_The input_.
++++++++++

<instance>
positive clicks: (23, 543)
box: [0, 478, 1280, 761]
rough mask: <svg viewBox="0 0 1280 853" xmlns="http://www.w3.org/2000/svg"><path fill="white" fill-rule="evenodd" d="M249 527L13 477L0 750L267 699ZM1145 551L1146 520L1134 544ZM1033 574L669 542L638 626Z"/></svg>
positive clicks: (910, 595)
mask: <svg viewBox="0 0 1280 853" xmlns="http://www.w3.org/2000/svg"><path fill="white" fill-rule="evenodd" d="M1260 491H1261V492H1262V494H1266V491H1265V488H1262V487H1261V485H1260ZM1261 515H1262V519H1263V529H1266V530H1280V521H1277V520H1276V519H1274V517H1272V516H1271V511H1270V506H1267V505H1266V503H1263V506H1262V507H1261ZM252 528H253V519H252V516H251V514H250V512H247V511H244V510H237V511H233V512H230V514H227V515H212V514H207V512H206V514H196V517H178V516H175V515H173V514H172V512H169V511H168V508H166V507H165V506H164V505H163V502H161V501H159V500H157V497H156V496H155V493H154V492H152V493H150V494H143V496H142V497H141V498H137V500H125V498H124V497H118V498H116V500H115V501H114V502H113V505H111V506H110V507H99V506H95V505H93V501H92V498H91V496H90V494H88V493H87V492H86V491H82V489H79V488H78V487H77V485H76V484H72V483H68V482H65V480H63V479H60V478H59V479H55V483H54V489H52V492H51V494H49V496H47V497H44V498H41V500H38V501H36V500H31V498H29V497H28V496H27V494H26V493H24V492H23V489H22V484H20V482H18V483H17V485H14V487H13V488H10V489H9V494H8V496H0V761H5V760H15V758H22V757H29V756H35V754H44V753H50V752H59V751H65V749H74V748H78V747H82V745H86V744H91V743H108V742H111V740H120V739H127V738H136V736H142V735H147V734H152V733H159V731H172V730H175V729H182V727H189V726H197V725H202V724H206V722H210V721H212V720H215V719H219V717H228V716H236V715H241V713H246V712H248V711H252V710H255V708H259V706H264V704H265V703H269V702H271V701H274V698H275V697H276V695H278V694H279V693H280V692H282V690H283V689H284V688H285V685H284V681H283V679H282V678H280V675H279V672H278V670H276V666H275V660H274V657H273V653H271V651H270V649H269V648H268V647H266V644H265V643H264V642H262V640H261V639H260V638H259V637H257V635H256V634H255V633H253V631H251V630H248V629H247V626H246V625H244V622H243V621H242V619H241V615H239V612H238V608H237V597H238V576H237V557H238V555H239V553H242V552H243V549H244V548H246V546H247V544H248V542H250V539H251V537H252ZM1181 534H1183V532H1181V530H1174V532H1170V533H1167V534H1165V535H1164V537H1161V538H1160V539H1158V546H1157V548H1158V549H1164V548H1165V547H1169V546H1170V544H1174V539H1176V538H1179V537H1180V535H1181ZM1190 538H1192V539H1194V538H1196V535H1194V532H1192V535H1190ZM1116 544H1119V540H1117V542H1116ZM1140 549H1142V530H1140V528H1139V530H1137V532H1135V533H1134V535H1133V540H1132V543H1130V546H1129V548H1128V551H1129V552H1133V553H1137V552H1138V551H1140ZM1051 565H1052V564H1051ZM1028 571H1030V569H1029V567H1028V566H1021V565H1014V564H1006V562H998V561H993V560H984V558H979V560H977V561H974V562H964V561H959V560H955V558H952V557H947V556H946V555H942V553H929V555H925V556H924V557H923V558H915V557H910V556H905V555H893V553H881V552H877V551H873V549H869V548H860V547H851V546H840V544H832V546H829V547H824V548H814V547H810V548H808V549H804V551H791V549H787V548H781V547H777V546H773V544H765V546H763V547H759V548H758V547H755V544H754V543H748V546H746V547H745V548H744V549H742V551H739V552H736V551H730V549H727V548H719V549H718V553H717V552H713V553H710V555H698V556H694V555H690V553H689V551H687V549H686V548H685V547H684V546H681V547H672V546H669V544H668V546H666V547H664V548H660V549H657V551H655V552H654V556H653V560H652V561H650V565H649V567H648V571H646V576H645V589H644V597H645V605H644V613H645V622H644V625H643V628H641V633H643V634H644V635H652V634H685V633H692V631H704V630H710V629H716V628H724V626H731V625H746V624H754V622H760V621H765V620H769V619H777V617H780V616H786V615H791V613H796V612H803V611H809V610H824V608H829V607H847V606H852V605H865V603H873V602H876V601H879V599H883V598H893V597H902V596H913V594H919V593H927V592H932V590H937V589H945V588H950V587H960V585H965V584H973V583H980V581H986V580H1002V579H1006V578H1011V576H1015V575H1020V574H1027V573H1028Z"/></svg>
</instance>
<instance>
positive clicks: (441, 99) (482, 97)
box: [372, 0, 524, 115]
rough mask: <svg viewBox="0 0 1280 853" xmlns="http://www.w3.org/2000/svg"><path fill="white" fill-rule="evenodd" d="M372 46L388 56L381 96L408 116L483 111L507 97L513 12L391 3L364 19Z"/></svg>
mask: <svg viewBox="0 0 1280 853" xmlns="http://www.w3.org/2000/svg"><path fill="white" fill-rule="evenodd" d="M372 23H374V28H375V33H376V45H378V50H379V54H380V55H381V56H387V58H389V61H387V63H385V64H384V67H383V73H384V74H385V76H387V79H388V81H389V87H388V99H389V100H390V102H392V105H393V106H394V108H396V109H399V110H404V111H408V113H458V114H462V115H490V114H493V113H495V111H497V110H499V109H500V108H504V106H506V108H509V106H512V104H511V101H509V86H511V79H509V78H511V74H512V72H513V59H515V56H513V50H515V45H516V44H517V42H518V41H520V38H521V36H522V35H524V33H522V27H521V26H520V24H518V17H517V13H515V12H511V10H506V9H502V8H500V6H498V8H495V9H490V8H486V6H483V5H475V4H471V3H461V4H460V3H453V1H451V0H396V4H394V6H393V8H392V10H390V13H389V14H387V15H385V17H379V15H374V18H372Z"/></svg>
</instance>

++++++++++

_Problem details_. Please count the lines in the entries above that contain the string "clicks", matching case exactly, and reply with only that number.

_Solution below_. 3